> [The problem]: Pull out every line below that holds the word "road".

*** Opening of The data ***

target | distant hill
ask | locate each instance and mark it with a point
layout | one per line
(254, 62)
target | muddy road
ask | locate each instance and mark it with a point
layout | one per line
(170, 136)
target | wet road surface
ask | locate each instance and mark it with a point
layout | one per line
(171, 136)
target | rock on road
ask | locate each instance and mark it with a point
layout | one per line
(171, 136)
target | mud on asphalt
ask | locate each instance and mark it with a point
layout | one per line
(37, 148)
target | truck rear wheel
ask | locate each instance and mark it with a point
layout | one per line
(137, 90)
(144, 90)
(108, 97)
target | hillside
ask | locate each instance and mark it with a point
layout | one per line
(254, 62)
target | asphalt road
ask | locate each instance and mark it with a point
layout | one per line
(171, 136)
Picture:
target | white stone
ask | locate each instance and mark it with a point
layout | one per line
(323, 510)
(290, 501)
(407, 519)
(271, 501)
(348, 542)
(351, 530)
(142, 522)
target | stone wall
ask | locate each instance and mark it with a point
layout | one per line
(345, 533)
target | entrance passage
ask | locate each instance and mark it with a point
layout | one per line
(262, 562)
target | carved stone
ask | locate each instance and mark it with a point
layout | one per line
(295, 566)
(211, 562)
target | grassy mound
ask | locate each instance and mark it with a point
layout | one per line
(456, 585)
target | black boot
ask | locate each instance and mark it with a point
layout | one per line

*** Close of The data ***

> [Result of the task]:
target | muddy road
target | wet road surface
target | rock on road
target | asphalt road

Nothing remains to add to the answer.